## Text block

Victims Speak

"Words seemed to make it more visible. But speaking, even when it embarrassed me, also slowly freed me from the shame I felt."

---Nancy Raine, After Silence: Rape and My Journey Back, 1998

Getting Help

Finding Support

It can be especially helpful to talk with a trained counselor or a therapist who is knowledgeable about the trauma of rape and knows how to assist victims. Many sexual assault victims find that therapy is an empowering experience.

Therapy provides a safe, private place where you can deal with your feelings and reactions. A person trained to assist sexual assault victims will understand the unique concerns you have and know ways to help you cope with the physical and emotional effects of the assault. A counselor can also help you deal with the reactions of family members and friends.

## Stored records
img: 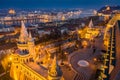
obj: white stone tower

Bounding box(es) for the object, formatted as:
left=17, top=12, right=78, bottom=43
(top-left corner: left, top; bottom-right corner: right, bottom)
left=48, top=56, right=63, bottom=80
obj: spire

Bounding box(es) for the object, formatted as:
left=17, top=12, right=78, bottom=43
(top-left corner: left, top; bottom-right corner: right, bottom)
left=49, top=56, right=62, bottom=77
left=76, top=27, right=80, bottom=40
left=19, top=21, right=28, bottom=42
left=88, top=19, right=94, bottom=28
left=28, top=32, right=33, bottom=41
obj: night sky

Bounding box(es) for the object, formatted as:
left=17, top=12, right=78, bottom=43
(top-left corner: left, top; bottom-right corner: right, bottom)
left=0, top=0, right=120, bottom=9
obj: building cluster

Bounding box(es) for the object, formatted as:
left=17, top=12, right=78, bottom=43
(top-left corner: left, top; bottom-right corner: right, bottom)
left=4, top=22, right=64, bottom=80
left=0, top=9, right=82, bottom=25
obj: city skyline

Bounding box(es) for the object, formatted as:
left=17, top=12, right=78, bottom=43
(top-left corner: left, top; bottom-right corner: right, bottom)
left=0, top=0, right=120, bottom=9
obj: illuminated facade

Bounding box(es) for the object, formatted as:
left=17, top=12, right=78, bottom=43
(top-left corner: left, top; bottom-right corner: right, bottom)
left=10, top=22, right=64, bottom=80
left=78, top=20, right=99, bottom=39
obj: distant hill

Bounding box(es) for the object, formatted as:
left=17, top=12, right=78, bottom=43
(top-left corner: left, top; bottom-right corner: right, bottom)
left=98, top=6, right=120, bottom=14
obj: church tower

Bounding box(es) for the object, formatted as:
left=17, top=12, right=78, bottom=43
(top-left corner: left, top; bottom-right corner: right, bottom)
left=48, top=56, right=64, bottom=80
left=17, top=21, right=28, bottom=51
left=28, top=32, right=35, bottom=56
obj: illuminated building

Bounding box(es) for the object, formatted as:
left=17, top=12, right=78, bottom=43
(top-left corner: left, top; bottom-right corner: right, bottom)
left=79, top=19, right=99, bottom=39
left=10, top=21, right=64, bottom=80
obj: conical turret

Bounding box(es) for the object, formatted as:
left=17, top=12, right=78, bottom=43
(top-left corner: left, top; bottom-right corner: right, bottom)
left=48, top=56, right=62, bottom=80
left=28, top=32, right=34, bottom=41
left=19, top=21, right=28, bottom=43
left=88, top=19, right=94, bottom=28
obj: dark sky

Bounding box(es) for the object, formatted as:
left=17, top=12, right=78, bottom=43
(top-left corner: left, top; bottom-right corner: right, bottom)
left=0, top=0, right=120, bottom=9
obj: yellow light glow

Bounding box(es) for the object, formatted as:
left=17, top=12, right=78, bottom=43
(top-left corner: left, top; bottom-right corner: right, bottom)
left=9, top=57, right=12, bottom=61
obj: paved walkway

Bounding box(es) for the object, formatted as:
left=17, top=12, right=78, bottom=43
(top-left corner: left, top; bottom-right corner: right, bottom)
left=69, top=37, right=104, bottom=80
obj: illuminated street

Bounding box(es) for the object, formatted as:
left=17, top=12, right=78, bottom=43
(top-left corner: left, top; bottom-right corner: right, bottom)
left=0, top=0, right=120, bottom=80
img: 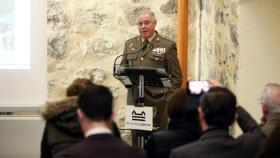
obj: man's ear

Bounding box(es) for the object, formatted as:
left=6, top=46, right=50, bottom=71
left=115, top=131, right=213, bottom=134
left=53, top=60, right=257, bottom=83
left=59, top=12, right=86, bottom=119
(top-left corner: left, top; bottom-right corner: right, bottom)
left=77, top=108, right=85, bottom=123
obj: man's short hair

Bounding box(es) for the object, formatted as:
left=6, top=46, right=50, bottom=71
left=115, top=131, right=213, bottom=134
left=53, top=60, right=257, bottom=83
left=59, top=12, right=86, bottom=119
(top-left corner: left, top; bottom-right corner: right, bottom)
left=200, top=87, right=236, bottom=128
left=260, top=83, right=280, bottom=116
left=78, top=84, right=113, bottom=121
left=136, top=7, right=157, bottom=22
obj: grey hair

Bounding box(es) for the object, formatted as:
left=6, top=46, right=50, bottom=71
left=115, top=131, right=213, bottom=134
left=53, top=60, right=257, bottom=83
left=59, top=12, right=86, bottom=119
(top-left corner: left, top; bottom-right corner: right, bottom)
left=260, top=83, right=280, bottom=117
left=136, top=7, right=157, bottom=21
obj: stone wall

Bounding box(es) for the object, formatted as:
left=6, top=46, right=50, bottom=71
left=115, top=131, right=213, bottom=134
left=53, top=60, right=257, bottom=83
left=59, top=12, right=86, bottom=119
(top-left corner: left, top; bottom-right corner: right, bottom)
left=188, top=0, right=239, bottom=90
left=47, top=0, right=177, bottom=132
left=47, top=0, right=239, bottom=137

## Task 1
Condense the paragraph of the sexual assault support text that begins "Therapy provides a safe, private place" into a brief list of its main points.
## Task 2
Write the next paragraph of the sexual assault support text, following on from its final sentence.

## Expected output 1
- Therapy offers a safe, private place to deal with your feelings and reactions.
- Someone trained to assist sexual assault victims understands your unique concerns.
- Such a person knows ways to help you cope with the physical and emotional effects of the assault.
- A counselor can also help you deal with the reactions of family members and friends.

## Expected output 2
Some sexual assault victims feel that if they avoid talking about the assault, they will be able to forget about what happened to them. Most victims who try this approach eventually find that they need to deal with the assault and its aftermath. If they don't, their unresolved feelings and fears hold them back from enjoying their lives and participating fully in relationships.

You can find a therapist by contacting a rape crisis center, a hotline, or a counseling agency in your community. Look in the yellow pages under rape or women's services or call Directory Assistance. You can also call RAINN, a national victim assistance organization, at 1-800-656-HOPE. RAINN will connect you with a rape crisis center in your area. Most rape crisis centers offer free services to sexual assault victims.